EXTRACTO DE LA PÁGINA:

□ □ □ □ □ □ □

Si bien ahora sorprende
el silencio estruendoso de aquella todavía élite universitaria, no se queda
atrás la magnitud de las cifras barajadas, y eso que solo estamos en los
inicios. Confrontar un cuarto contra varias decenas de millones —ya dilapidados
y a la vista del año electoral que nos espera— parecería maniobra insólita, absurda, propia
de una casta inmunda. Lo más grave, sin embargo, y de ahí su vileza
antidemocrática, constituye el origen del dinero que permite obtener ventajas
inequívocas. En el caso de Rajoy, de forma más o menos irregular (incluso
ilegal, a las malas), procedía de donaciones particulares. Este del progresismo
social-comunista procede de la caja común, de todos los españoles, y que alguna
ministra, “experta” en derecho constitucional, aseguraba que no era de nadie.
Con semejante análisis, hablar de malversación sería un disparate.

□ □ □ □ □ □ □

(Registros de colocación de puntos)
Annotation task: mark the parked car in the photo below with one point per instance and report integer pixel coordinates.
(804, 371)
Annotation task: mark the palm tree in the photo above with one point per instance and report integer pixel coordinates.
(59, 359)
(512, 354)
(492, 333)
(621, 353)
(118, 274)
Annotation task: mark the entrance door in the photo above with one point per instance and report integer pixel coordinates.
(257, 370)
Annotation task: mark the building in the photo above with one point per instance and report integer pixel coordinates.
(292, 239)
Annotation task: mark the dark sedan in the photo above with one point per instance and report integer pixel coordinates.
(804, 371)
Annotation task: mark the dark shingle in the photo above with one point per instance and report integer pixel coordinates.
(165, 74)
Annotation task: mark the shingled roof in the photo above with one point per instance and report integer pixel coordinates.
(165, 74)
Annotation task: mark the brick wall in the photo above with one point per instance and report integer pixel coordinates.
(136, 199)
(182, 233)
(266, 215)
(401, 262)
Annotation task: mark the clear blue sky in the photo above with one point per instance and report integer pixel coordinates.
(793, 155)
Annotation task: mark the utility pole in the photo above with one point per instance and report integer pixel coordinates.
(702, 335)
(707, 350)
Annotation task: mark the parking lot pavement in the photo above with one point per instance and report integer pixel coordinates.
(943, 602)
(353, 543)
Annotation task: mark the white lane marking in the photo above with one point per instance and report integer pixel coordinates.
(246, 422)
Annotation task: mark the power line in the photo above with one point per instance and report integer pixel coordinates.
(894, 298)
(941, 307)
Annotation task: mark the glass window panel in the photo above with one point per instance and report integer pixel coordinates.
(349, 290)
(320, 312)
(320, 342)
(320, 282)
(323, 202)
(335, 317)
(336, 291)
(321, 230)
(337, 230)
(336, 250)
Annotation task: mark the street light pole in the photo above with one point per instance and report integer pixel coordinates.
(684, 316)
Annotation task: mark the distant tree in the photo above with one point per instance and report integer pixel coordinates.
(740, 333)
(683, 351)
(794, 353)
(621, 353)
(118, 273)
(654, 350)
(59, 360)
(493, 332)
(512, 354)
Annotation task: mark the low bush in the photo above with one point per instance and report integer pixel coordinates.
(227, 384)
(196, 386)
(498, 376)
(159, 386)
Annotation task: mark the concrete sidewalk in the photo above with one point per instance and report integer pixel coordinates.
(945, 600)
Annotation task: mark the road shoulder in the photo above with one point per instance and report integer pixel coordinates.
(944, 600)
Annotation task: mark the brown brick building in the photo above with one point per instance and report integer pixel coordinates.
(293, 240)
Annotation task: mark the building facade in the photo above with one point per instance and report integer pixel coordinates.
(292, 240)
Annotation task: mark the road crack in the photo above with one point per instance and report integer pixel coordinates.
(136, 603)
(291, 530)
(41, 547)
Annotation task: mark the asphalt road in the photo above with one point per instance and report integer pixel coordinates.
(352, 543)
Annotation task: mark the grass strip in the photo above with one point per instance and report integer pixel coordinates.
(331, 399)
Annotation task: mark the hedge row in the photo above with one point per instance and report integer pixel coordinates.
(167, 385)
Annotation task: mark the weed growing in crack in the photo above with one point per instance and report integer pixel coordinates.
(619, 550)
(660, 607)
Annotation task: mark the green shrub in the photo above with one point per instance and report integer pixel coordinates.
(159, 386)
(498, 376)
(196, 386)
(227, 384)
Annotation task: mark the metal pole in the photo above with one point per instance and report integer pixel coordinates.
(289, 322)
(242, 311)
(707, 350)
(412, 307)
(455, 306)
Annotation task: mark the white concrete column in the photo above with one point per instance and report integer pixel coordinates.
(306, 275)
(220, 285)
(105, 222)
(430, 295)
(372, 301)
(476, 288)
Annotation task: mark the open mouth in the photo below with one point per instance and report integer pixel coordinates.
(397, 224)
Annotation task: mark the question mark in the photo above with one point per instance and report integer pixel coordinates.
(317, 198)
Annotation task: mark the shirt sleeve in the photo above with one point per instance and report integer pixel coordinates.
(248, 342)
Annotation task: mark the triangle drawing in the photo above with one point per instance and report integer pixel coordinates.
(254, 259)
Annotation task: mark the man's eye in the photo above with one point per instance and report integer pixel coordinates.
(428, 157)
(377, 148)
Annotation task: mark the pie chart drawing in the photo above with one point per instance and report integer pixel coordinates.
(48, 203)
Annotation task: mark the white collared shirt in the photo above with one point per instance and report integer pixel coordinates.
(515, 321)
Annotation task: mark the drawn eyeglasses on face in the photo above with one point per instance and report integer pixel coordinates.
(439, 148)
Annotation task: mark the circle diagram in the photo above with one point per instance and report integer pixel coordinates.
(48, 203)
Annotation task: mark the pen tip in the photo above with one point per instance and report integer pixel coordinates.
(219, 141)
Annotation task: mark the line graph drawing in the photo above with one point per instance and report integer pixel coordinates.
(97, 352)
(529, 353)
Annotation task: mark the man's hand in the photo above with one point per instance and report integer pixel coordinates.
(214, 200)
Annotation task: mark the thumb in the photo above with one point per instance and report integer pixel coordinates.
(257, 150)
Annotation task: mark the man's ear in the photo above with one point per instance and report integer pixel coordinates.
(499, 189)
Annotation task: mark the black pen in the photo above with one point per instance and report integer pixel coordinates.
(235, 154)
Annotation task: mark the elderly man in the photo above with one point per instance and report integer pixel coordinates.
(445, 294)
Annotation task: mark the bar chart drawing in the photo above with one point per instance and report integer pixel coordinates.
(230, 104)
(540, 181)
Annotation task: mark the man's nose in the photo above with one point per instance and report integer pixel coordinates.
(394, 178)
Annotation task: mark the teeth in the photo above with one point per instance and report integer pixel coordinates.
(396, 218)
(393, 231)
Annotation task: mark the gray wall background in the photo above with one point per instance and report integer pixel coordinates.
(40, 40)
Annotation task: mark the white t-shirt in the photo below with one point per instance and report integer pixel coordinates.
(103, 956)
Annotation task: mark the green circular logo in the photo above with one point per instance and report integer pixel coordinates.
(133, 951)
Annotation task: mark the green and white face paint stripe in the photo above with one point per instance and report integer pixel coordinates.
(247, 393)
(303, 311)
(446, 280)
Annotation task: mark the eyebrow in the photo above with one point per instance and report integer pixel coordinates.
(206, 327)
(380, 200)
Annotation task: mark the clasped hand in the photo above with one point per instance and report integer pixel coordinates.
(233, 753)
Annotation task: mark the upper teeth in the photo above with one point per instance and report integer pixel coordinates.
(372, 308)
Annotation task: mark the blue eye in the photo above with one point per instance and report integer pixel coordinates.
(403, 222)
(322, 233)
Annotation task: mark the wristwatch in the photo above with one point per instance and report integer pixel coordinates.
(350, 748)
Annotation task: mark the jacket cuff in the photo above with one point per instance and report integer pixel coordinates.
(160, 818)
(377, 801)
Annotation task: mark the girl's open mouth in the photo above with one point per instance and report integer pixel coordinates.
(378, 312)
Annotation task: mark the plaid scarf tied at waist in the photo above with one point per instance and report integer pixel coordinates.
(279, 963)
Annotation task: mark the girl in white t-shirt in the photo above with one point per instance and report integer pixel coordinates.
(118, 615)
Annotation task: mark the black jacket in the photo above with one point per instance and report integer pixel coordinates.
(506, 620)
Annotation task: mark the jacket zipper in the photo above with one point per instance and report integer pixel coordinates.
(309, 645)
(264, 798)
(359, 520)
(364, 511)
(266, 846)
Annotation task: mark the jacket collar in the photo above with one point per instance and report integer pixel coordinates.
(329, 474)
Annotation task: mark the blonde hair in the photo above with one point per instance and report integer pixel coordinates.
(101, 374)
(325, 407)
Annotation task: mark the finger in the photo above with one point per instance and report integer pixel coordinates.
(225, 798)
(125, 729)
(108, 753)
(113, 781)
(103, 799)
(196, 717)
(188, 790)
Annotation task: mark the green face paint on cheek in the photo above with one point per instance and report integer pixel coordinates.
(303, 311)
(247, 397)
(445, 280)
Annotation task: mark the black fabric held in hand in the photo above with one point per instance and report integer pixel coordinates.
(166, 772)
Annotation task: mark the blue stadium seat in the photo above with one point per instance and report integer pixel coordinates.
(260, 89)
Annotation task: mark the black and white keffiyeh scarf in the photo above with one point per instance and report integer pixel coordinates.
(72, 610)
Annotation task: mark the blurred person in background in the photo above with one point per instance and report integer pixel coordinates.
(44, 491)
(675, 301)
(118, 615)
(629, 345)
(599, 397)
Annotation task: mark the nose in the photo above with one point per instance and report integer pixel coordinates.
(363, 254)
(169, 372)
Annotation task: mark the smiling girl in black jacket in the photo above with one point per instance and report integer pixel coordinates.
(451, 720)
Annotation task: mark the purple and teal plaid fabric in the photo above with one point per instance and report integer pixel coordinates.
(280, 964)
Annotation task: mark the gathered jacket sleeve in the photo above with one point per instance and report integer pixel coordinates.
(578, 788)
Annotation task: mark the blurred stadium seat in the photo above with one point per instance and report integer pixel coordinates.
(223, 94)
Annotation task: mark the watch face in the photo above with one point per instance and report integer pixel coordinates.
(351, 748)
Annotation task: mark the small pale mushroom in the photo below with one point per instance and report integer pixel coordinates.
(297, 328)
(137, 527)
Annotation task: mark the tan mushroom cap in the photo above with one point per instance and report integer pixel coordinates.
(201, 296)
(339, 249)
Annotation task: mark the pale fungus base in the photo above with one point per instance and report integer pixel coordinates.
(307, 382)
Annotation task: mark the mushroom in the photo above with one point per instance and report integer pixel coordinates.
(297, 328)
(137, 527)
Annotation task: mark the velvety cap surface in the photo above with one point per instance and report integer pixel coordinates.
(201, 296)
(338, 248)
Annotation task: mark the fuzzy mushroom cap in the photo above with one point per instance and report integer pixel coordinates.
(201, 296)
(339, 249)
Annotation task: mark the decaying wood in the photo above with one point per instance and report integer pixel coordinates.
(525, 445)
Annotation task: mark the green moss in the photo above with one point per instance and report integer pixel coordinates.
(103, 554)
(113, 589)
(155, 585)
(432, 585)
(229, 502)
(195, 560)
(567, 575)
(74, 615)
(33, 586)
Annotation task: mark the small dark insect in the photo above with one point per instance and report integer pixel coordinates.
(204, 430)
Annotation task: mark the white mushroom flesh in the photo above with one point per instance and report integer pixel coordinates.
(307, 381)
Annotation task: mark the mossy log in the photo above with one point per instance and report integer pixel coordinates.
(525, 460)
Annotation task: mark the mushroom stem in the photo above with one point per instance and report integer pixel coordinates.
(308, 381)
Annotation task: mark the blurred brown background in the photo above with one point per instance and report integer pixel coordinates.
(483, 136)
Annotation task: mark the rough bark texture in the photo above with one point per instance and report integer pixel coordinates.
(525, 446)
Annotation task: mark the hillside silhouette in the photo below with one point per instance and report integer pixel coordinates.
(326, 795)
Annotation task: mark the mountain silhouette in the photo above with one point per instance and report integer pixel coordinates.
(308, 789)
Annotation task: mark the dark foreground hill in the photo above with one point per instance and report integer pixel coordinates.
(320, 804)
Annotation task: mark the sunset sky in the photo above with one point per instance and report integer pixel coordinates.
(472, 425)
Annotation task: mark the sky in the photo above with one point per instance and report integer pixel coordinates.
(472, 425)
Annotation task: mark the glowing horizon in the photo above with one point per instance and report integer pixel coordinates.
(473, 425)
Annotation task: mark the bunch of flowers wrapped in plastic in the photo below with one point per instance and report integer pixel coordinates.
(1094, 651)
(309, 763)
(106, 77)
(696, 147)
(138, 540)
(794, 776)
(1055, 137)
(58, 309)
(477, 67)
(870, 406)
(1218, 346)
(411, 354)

□ □ □ □ □ □ □

INDICACIÓN 1:
Enumera los calificativos que el texto sobre el origen del dinero aplica a la maniobra de confrontar un cuarto contra varias decenas de millones.
INDICACIÓN 2:
Por favor, retoma el texto sobre el origen del dinero a partir de su última oración y continúalo con un párrafo nuevo.
Los registros son un material independiente del texto.

RESPUESTA FINAL 1:
insólita, absurda y propia de una casta inmunda

RESPUESTA FINAL 2:
Además del sigilo oficial
—que atenta contra cualquier portal de transparencia harto publicitado— el
mutismo transgresor (ese que descubre los auténticos intereses u objetivos de
quienes suelen proclamarse garantes de las gentes) es la respuesta acostumbrada
ante tanta indignidad. Cambian el discurso, pero no la vehemencia porque su
impronta parece estar siempre saciada de sugestivas razones. Ellos, mayoritariamente,
se han recubierto de una pátina intelectual, erudita, que la sociedad permite
adoctrinada por unos medios vendidos, altivos, ultramontanos. Este permanente
proceso de idiocia pública, iniciado en los primeros compases de la transición,
ha constituido la auténtica involución del desarrollo democrático al socializar
una semántica nueva que ha ennegrecido valores sempiternos mientras blanqueaba conceptos
abominables, infames.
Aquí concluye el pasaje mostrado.